Provided records |
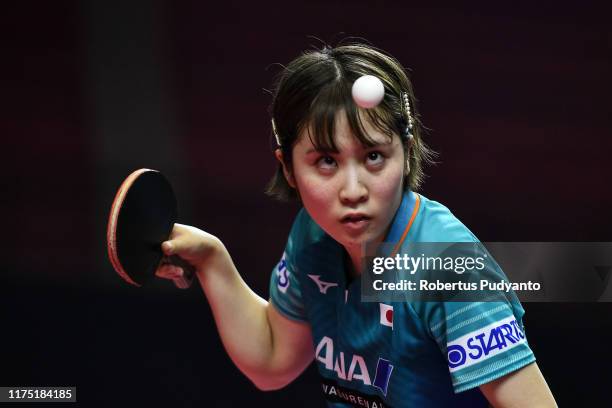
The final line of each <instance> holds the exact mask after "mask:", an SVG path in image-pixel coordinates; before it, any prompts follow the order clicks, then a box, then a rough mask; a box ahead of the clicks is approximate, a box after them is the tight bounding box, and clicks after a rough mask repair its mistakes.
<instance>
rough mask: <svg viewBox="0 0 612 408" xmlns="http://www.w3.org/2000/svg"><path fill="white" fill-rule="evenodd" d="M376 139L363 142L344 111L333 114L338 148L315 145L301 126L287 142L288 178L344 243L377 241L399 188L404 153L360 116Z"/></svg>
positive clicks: (392, 212) (315, 211) (380, 235)
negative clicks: (315, 145)
mask: <svg viewBox="0 0 612 408" xmlns="http://www.w3.org/2000/svg"><path fill="white" fill-rule="evenodd" d="M364 127H365V130H366V132H367V134H368V135H369V136H370V137H371V138H372V139H373V140H375V141H377V142H378V144H377V145H375V146H373V147H364V146H363V145H362V144H361V143H360V142H359V140H358V139H357V138H355V137H354V136H353V134H352V132H351V130H350V127H349V125H348V122H347V118H346V114H345V113H344V112H339V113H338V115H336V124H335V135H334V138H335V139H334V140H335V142H336V146H337V147H338V150H339V152H338V153H332V152H321V151H317V150H316V149H315V148H314V146H313V144H312V143H311V141H310V138H309V137H308V134H307V131H306V130H304V131H303V132H302V134H301V135H300V137H299V139H298V143H296V144H295V146H294V148H293V180H291V181H292V182H293V184H295V187H296V188H297V189H298V191H299V194H300V198H301V200H302V203H303V204H304V207H305V208H306V210H307V211H308V213H309V214H310V216H311V217H312V218H313V219H314V221H315V222H316V223H317V224H318V225H319V226H320V227H321V228H323V230H324V231H325V232H327V233H328V234H329V235H330V236H331V237H332V238H334V239H335V240H336V241H338V242H339V243H340V244H342V245H343V246H344V247H346V248H347V249H349V248H351V247H355V246H360V245H362V244H365V243H366V242H379V241H381V240H382V239H383V238H384V236H385V234H386V232H387V230H388V227H389V225H390V223H391V221H392V219H393V216H394V215H395V212H396V211H397V209H398V207H399V205H400V203H401V200H402V194H403V186H402V181H403V179H404V169H405V166H406V164H405V162H406V161H405V157H404V149H403V146H402V143H401V141H400V138H399V136H398V135H395V134H394V135H393V139H392V140H389V137H388V136H387V135H385V134H384V133H382V132H380V131H379V130H377V129H376V128H374V127H373V126H371V124H369V123H368V122H367V121H365V120H364Z"/></svg>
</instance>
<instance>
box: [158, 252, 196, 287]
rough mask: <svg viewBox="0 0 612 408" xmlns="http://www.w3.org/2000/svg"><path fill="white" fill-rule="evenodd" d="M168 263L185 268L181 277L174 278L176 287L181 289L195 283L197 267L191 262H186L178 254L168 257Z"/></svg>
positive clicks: (182, 267)
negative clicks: (193, 282) (194, 279)
mask: <svg viewBox="0 0 612 408" xmlns="http://www.w3.org/2000/svg"><path fill="white" fill-rule="evenodd" d="M165 261H166V263H169V264H172V265H174V266H178V267H180V268H181V269H182V270H183V276H181V277H180V278H174V279H172V280H173V281H174V284H175V285H176V287H178V288H180V289H187V288H189V287H190V286H191V284H192V283H193V277H194V276H195V268H194V267H193V265H191V264H190V263H189V262H186V261H185V260H183V258H181V257H180V256H178V255H171V256H169V257H166V259H165Z"/></svg>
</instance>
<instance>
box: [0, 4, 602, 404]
mask: <svg viewBox="0 0 612 408" xmlns="http://www.w3.org/2000/svg"><path fill="white" fill-rule="evenodd" d="M19 4H20V5H18V6H17V5H12V6H5V10H4V12H3V17H4V20H5V21H4V22H3V23H2V27H3V28H4V29H5V30H7V33H6V34H5V35H4V36H3V38H4V42H5V44H4V46H3V49H2V54H1V55H2V71H3V75H2V78H1V85H2V86H1V89H2V91H1V95H2V106H3V109H2V110H1V112H0V124H1V126H2V140H3V147H4V148H3V151H4V157H3V160H2V166H3V170H4V171H3V183H2V184H3V185H2V187H3V198H2V208H3V210H4V212H3V213H4V214H5V220H6V221H5V224H4V225H5V226H6V227H5V239H4V244H3V253H4V257H3V258H4V264H5V265H4V268H3V276H2V279H1V281H0V283H1V285H0V318H1V320H0V321H1V322H2V324H3V327H2V333H3V336H2V348H1V350H2V351H0V358H1V364H0V366H1V367H2V369H1V370H0V385H6V386H9V385H40V386H42V385H76V386H77V387H78V399H79V401H80V402H81V404H82V405H84V406H110V405H119V406H121V405H128V404H129V405H135V406H144V405H151V404H156V403H157V405H166V406H196V405H203V406H237V405H243V404H249V403H250V404H257V405H259V404H261V405H263V404H267V405H269V406H281V405H287V404H289V405H291V406H323V403H322V399H321V396H320V395H319V388H318V385H317V384H318V383H317V378H316V373H315V371H314V370H313V369H312V367H311V369H309V370H308V371H307V373H306V374H305V375H304V376H303V377H302V378H300V379H299V380H298V381H297V382H296V383H294V384H292V385H291V386H290V387H288V388H287V389H285V390H283V391H280V392H276V393H261V392H259V391H257V390H255V388H254V387H253V386H251V385H250V383H249V382H248V380H246V379H245V378H244V377H243V376H242V375H241V374H240V373H239V372H238V370H237V369H236V368H235V367H234V366H233V365H232V363H231V362H230V360H229V359H228V358H227V356H226V355H225V352H224V350H223V348H222V346H221V343H220V341H219V339H218V336H217V334H216V331H215V328H214V325H213V322H212V318H211V316H210V311H209V309H208V306H207V303H206V301H205V299H204V297H203V295H202V292H201V290H200V289H199V288H192V289H191V290H189V291H187V292H181V291H178V290H174V289H173V288H172V287H171V285H169V284H167V282H157V283H154V284H153V285H151V286H150V287H149V288H147V289H142V290H137V289H135V288H132V287H129V286H128V285H126V284H124V283H123V282H122V281H121V280H120V279H119V277H118V276H116V274H115V273H114V272H113V271H112V268H111V266H110V263H109V262H108V261H107V259H106V257H105V241H104V233H105V231H104V229H105V218H106V216H107V212H108V210H109V208H110V203H111V201H112V198H113V196H114V190H115V189H116V188H117V187H118V185H119V183H120V181H121V179H122V178H123V177H125V176H126V175H127V174H128V173H129V172H130V171H131V170H133V169H135V168H138V167H142V166H147V167H155V168H159V169H160V170H162V171H164V172H165V173H166V174H168V176H169V177H170V178H171V179H172V181H173V183H174V184H175V186H176V189H177V192H178V195H179V199H180V201H181V207H182V218H181V220H182V221H183V222H185V223H190V224H194V225H196V226H199V227H201V228H203V229H206V230H207V231H210V232H211V233H213V234H215V235H217V236H219V237H220V238H221V239H222V240H223V241H224V242H225V244H226V246H227V247H228V248H229V250H230V252H231V253H232V256H233V258H234V261H235V262H236V264H237V266H238V268H239V270H240V271H241V273H242V275H243V276H244V278H245V280H246V281H247V282H248V283H249V284H250V285H251V286H252V287H253V288H254V289H255V290H256V291H257V292H258V293H260V294H262V296H267V280H268V278H269V273H270V271H271V268H272V267H273V265H274V264H275V262H276V261H277V259H278V257H279V256H280V254H281V253H282V248H283V245H284V241H285V239H286V235H287V232H288V230H289V227H290V224H291V221H292V218H293V215H294V214H295V211H296V206H295V205H284V204H280V203H275V202H273V201H271V200H270V199H268V198H266V197H265V196H264V195H263V193H262V191H263V188H264V185H265V183H266V181H267V180H268V178H269V177H270V176H271V174H272V172H273V171H274V168H275V162H274V159H273V157H272V154H271V152H270V148H269V137H270V129H269V116H268V113H267V105H268V104H269V102H270V96H269V95H268V94H267V93H266V92H265V90H264V89H269V87H270V86H271V83H272V80H273V77H274V75H275V74H276V73H277V72H278V71H279V67H278V66H277V65H275V63H287V62H288V61H290V60H291V59H292V58H293V57H295V56H296V55H298V54H299V53H300V52H301V51H302V50H304V49H307V48H310V47H311V46H312V45H315V46H319V45H320V41H319V40H316V39H314V38H311V37H309V36H316V37H317V38H319V39H322V40H324V41H327V42H330V43H332V44H334V43H335V42H337V41H338V40H339V39H342V38H345V37H348V36H357V37H364V38H366V39H367V40H369V41H370V42H372V43H373V44H374V45H376V46H378V47H381V48H383V49H385V50H387V51H388V52H390V53H391V54H393V55H394V56H395V57H397V58H398V59H399V60H400V61H401V62H402V63H403V64H404V65H405V66H406V67H408V68H410V69H411V70H412V79H413V83H414V84H415V88H416V93H417V96H418V98H419V100H420V110H421V113H422V116H423V120H424V123H425V124H426V125H427V126H428V127H429V128H431V132H430V134H429V135H428V139H427V140H428V143H429V144H430V145H431V146H432V147H433V148H434V149H435V150H437V151H438V152H439V153H440V159H439V161H440V163H439V164H438V165H437V166H435V167H432V168H430V169H429V170H428V174H429V178H428V180H427V181H426V184H425V187H424V189H423V193H424V194H425V195H426V196H428V197H429V198H432V199H435V200H438V201H441V202H443V203H444V204H446V205H447V206H448V207H449V208H450V209H451V210H452V211H453V212H454V213H455V214H456V215H457V216H458V217H459V218H460V219H461V220H462V221H463V222H464V223H465V224H466V225H468V226H469V227H470V229H472V230H473V231H474V232H475V233H476V234H477V235H478V236H479V238H480V239H481V240H483V241H612V236H611V233H610V225H611V222H610V221H611V217H610V213H609V209H610V208H611V204H612V193H611V191H610V181H609V180H610V174H611V171H610V170H611V166H610V163H609V156H610V147H611V143H610V141H609V138H610V136H611V132H610V131H611V130H612V123H611V122H612V119H611V117H612V116H611V113H612V112H611V108H610V107H611V106H612V105H611V104H610V100H609V98H610V95H611V91H612V86H611V85H612V80H611V79H610V72H612V30H610V28H609V18H608V17H609V12H608V10H607V9H606V8H605V7H602V6H598V5H595V4H594V3H588V2H587V3H585V2H582V3H580V5H578V3H574V4H573V5H572V6H569V5H567V6H565V5H562V4H559V3H555V2H544V3H539V4H538V5H537V6H535V5H533V4H531V5H529V6H519V5H516V4H512V3H507V2H505V3H498V4H493V5H492V4H489V3H488V2H480V4H478V2H477V3H471V4H472V5H471V6H469V7H468V6H458V5H453V6H450V7H434V6H428V5H424V4H423V3H415V4H414V5H413V4H409V3H407V2H388V1H380V2H371V1H369V2H366V1H352V2H348V1H329V2H323V1H311V2H308V3H306V2H303V3H289V2H280V1H273V2H248V3H247V2H244V3H242V2H237V1H224V2H219V3H214V4H213V3H210V2H195V1H194V2H172V1H161V0H159V1H157V2H147V1H136V2H124V3H116V4H110V3H108V2H102V1H98V0H91V1H84V2H76V1H75V2H67V1H65V2H25V3H19ZM525 309H526V310H527V314H526V317H525V323H526V325H527V333H528V336H529V340H530V343H531V345H532V347H533V349H534V351H535V353H536V357H537V358H538V361H539V365H540V367H541V370H542V371H543V373H544V375H545V376H546V378H547V380H548V382H549V384H550V387H551V389H552V390H553V392H554V394H555V396H556V397H557V400H558V402H559V403H560V404H561V405H572V403H573V402H574V401H582V402H583V403H587V405H589V402H590V403H591V404H593V405H594V404H596V403H597V402H601V401H606V400H607V399H606V398H607V392H606V391H607V387H608V378H609V375H608V367H609V364H610V362H612V353H611V352H610V349H609V345H610V344H611V340H612V337H611V334H610V329H611V328H612V324H611V321H610V316H611V314H610V312H611V311H612V309H611V307H610V305H608V304H526V305H525ZM115 401H122V402H121V403H115Z"/></svg>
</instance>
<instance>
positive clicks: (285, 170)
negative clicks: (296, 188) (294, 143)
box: [274, 149, 297, 188]
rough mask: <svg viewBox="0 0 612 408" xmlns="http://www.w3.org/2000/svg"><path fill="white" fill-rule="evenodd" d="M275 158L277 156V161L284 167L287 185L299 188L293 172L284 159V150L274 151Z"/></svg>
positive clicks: (284, 174) (276, 159)
mask: <svg viewBox="0 0 612 408" xmlns="http://www.w3.org/2000/svg"><path fill="white" fill-rule="evenodd" d="M274 156H276V160H278V162H279V163H280V164H281V166H282V167H283V174H284V175H285V180H287V183H289V185H290V186H291V187H293V188H297V187H296V183H295V179H294V178H293V174H292V173H291V171H290V170H289V169H288V168H287V165H286V164H285V159H284V158H283V152H282V150H281V149H276V150H275V151H274Z"/></svg>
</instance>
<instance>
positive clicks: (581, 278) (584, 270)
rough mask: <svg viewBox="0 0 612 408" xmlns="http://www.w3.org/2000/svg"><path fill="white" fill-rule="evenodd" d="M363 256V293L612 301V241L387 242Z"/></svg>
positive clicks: (434, 297) (527, 298) (468, 301)
mask: <svg viewBox="0 0 612 408" xmlns="http://www.w3.org/2000/svg"><path fill="white" fill-rule="evenodd" d="M364 262H365V265H364V266H365V273H364V274H362V277H361V285H362V300H363V301H372V302H381V301H382V302H384V301H460V302H466V301H467V302H469V301H500V300H504V299H506V300H507V299H515V298H518V299H519V300H520V301H522V302H607V301H612V288H609V287H608V283H609V276H610V272H611V271H612V243H601V242H595V243H594V242H590V243H584V242H580V243H575V242H571V243H570V242H565V243H558V242H529V243H524V242H521V243H516V242H512V243H480V242H472V243H464V242H446V243H439V242H437V243H410V244H408V245H405V246H404V248H402V250H401V251H397V250H396V249H395V248H394V247H393V246H392V245H387V244H382V245H378V246H376V247H367V248H366V257H365V258H364Z"/></svg>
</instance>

To do | Nothing but the lines from the one containing "158L277 156V161L284 167L287" through the final line of the listing above belongs in the answer; set them down exactly.

Answer to this problem |
rough mask: <svg viewBox="0 0 612 408" xmlns="http://www.w3.org/2000/svg"><path fill="white" fill-rule="evenodd" d="M275 158L277 156V161L284 167L287 185L299 188L293 172L284 159V150L274 151Z"/></svg>
positive clicks: (284, 174) (276, 159)
mask: <svg viewBox="0 0 612 408" xmlns="http://www.w3.org/2000/svg"><path fill="white" fill-rule="evenodd" d="M274 156H276V160H278V162H279V163H280V164H281V166H282V167H283V174H284V175H285V180H287V183H289V185H290V186H291V187H293V188H297V187H296V183H295V179H294V178H293V174H292V173H291V171H290V170H289V169H288V168H287V165H286V164H285V159H284V158H283V152H282V150H281V149H276V150H275V151H274Z"/></svg>
</instance>
<instance>
positive clicks: (581, 278) (584, 270)
rough mask: <svg viewBox="0 0 612 408" xmlns="http://www.w3.org/2000/svg"><path fill="white" fill-rule="evenodd" d="M363 256V293L612 301V241L387 242Z"/></svg>
positive clicks: (434, 297) (527, 298) (468, 301)
mask: <svg viewBox="0 0 612 408" xmlns="http://www.w3.org/2000/svg"><path fill="white" fill-rule="evenodd" d="M364 262H365V265H364V266H365V273H364V274H362V277H361V285H362V300H363V301H372V302H381V301H382V302H384V301H460V302H466V301H467V302H469V301H500V300H504V299H506V300H507V299H515V298H518V299H519V300H520V301H522V302H607V301H612V288H609V287H608V283H609V276H610V272H611V271H612V243H601V242H595V243H594V242H590V243H584V242H580V243H575V242H571V243H570V242H565V243H558V242H529V243H524V242H521V243H516V242H512V243H480V242H472V243H464V242H446V243H439V242H437V243H410V244H408V245H405V246H404V248H402V250H401V251H397V250H396V249H395V248H394V247H393V246H392V245H387V244H382V245H378V246H376V247H367V248H366V257H365V258H364Z"/></svg>
</instance>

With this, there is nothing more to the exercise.